— start of Data to process —

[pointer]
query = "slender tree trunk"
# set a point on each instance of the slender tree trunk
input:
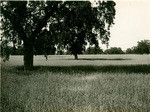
(28, 55)
(76, 56)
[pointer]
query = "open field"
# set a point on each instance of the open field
(94, 83)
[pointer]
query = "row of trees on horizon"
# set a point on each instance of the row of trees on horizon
(143, 47)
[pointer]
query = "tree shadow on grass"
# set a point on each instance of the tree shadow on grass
(145, 69)
(92, 59)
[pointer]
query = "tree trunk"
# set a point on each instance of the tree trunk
(28, 55)
(76, 56)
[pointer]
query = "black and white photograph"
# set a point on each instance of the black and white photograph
(75, 56)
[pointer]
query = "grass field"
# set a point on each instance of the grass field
(94, 83)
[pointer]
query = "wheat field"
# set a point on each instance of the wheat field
(94, 83)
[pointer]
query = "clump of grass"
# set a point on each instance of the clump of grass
(76, 89)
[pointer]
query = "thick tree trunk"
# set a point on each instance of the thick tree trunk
(28, 55)
(76, 56)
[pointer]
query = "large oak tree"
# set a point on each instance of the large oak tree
(65, 24)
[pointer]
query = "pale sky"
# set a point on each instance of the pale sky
(132, 23)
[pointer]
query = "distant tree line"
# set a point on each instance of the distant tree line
(143, 47)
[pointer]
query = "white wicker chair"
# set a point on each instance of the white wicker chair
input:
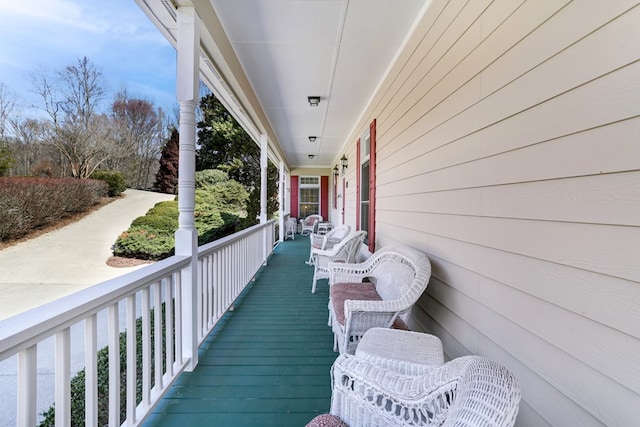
(343, 252)
(328, 240)
(469, 391)
(397, 278)
(403, 352)
(309, 223)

— end of Data to process —

Task instructions - Extract each line of the data above that contains the string "horizon", matching letter case exactly.

Response to this task -
query = "row of trees on horizon"
# set a point on each instance of the row of trees on horizon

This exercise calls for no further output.